### Ausgewählter Auszug
━━━━━━━━
Manchmal geht es schnell, zwei Tage nach meinem Blogpost vom 29.10.24 zum Projekt mBridge, stoppte BIZ-Präsident Augustin Carstens die Beteiligung des BIZ Innovation Hubs an diesen gemeinsamen Projekt mit der Hongkong Monetary Authority (HKMA), Bank of Thailand (BOT), der People’s Bank of China (PBOC) und der Central Bank of the United Arab Emirates (CBUAE).

mBridgekurz für Multiple CBDC Bridge, zielt darauf, digitale Währungen (Central Bank Digital Currencies, CBDCs) durch Nutzung von Distributed-Ledger-Technologie (DLT) sichere, nachvollziehbare und unveränderliche Transaktionsaufzeichnungen für grenzüberschreitende Zahlungen zu ermöglichen.

Die Initiative dazu ergriffen 2019 HKMA und BOT, später stiessen PBOC, CBUAE und der BIS Innovation Hub zum Projekt.

Fünf Jahre später sind die Erkenntnisse dieses Projektes der internationalen Zentralbankenkooperation im Rahmen der BIZ wegweisend für die zukünftige Gestaltung des internationalen Zahlungsverkehrs.,

Die mittlerweile operative Plattform mBridge nutzt technologische Innovationen zur Verbesserung von Effizienz, Sicherheit und Inklusivität des globalen Finanzsystems und verbindet auf dieser Basis verschiedene nationale Central Bank Digital Currencies (CBDCs).

Chinesische Institutionen und Technologieunternehmen sind wesentlich an der Entwicklung der interoperablen Plattform für CBDSs beteiligt, genaue Informationen dazu gibt es nicht.


Warum stoppt jetzt der Gralshüter der internationalen Zentralbanken-Kooperation Carstens die Teilnahme seines Innovation Hubs an dessen vielleicht erfolgreichste Projekt?
━━━━━━━━
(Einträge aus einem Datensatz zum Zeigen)
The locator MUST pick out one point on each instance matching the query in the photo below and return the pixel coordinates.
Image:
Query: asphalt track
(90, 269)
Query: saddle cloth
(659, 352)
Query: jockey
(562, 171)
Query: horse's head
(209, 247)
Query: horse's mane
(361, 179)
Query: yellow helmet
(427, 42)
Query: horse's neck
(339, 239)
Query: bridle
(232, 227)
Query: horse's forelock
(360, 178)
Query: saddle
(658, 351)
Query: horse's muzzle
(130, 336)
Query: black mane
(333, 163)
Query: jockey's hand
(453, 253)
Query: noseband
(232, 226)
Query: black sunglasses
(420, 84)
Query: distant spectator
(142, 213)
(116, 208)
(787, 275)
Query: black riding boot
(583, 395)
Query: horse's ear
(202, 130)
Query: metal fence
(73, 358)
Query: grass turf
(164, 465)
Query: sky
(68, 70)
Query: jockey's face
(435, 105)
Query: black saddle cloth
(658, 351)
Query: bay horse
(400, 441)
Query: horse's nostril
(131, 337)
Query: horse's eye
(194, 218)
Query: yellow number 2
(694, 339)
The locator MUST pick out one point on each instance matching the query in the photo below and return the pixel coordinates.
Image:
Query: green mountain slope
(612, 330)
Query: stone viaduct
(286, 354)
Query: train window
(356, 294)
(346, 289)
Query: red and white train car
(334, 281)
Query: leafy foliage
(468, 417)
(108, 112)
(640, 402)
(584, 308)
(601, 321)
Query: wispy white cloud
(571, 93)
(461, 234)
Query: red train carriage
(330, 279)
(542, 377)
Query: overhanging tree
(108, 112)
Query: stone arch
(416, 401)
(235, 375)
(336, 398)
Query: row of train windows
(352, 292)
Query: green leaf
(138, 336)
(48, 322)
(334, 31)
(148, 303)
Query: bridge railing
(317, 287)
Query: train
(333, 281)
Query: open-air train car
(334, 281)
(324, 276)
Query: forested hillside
━━━━━━━━
### Kurze Aufgabe 1
Gib die Zeilen der Auflistung noch einmal unverändert wieder, und zwar nur diese. Beginne bei der Zeile, die "Query: horse's muzzle" enthält, und höre am Ende der Auflistung auf, wobei beide Grenzen eingeschlossen sind.
### Kurze Aufgabe 2
Führe den Text über das Projekt mBridge nach seinem letzten Satz fort.
Der Text und die Auflistung haben nichts miteinander zu tun.

### Schriftliche Antwort 1
Query: horse's muzzle
(130, 336)
Query: black mane
(333, 163)
Query: jockey's hand
(453, 253)
Query: noseband
(232, 226)
Query: black sunglasses
(420, 84)
Query: distant spectator
(142, 213)
(116, 208)
(787, 275)
Query: black riding boot
(583, 395)
Query: horse's ear
(202, 130)
Query: metal fence
(73, 358)
Query: grass turf
(164, 465)
Query: sky
(68, 70)
Query: jockey's face
(435, 105)
Query: black saddle cloth
(658, 351)
Query: bay horse
(400, 441)
Query: horse's nostril
(131, 337)
Query: horse's eye
(194, 218)
Query: yellow number 2
(694, 339)
The locator MUST pick out one point on each instance matching the query in the photo below and return the pixel coordinates.
Image:
Query: green mountain slope
(612, 330)
Query: stone viaduct
(286, 354)
Query: train window
(356, 294)
(346, 289)
Query: red and white train car
(334, 281)
Query: leafy foliage
(468, 417)
(108, 112)
(640, 402)
(584, 308)
(601, 321)
Query: wispy white cloud
(571, 93)
(461, 234)
Query: red train carriage
(330, 279)
(542, 377)
Query: overhanging tree
(108, 112)
Query: stone arch
(416, 401)
(235, 375)
(336, 398)
Query: row of train windows
(352, 292)
Query: green leaf
(138, 336)
(48, 322)
(334, 31)
(148, 303)
Query: bridge railing
(317, 287)
Query: train
(333, 281)
Query: open-air train car
(334, 281)
(324, 276)
Query: forested hillside

### Schriftliche Antwort 2
Die Antwort auf diese Frage scheint klar, der Mexikaner stoppte ein Projekt, das den Interessen der beiden BIZ-Schwergewichte US Federal Reserve System und Europäische Zentralbank gar nicht passt, weil die Innovation deren Möglichkeit mindert, sich in der eigenen Währung zu verschulden.

 mBridge ist ein weiterer grosser Schritt zur De-Dollarisierung und De-Euroisierung des Welthandels. Auf dieser Digitalplattform kann beispielsweise China seine enormen Öl- und Gasimporte aus den Emiraten mit Renminbi-CBDCs oder Dirham CBDC bezahlen, während die Emiratis umgekehrt ihre chinesischen Elektroautos und sonstigen Importe mit Dirham-CBDCs oder Renminbi-CBDCs begleichen können. 

Solange gegenseitiges Vertrauen besteht, werden nationale Währungen transnational interoperabel.

So wie die Dinge heute liegen scheint es nur noch eine Frage der Zeit, bevor steigende CBDC-Transaktionen im grenzüberschreitenden Zahlungsverkehr den Anteil der heute (noch) hegemonialen Dollar- und Euro-Transaktionen substanziell vermindern. 

Hierzulande hat die SNB die Schaffung von Franken-CBDCs ebenfalls vorangetrieben. Sie testete grenzüberschreitender Franken-CBDC-Zahlungen auf Basis der DLT-Technologie in mehreren Experimenten mit europäischen Zentralbanken (nicht mit der EZB), privaten Banken und der Börse SIX. Fazit: es funktioniert.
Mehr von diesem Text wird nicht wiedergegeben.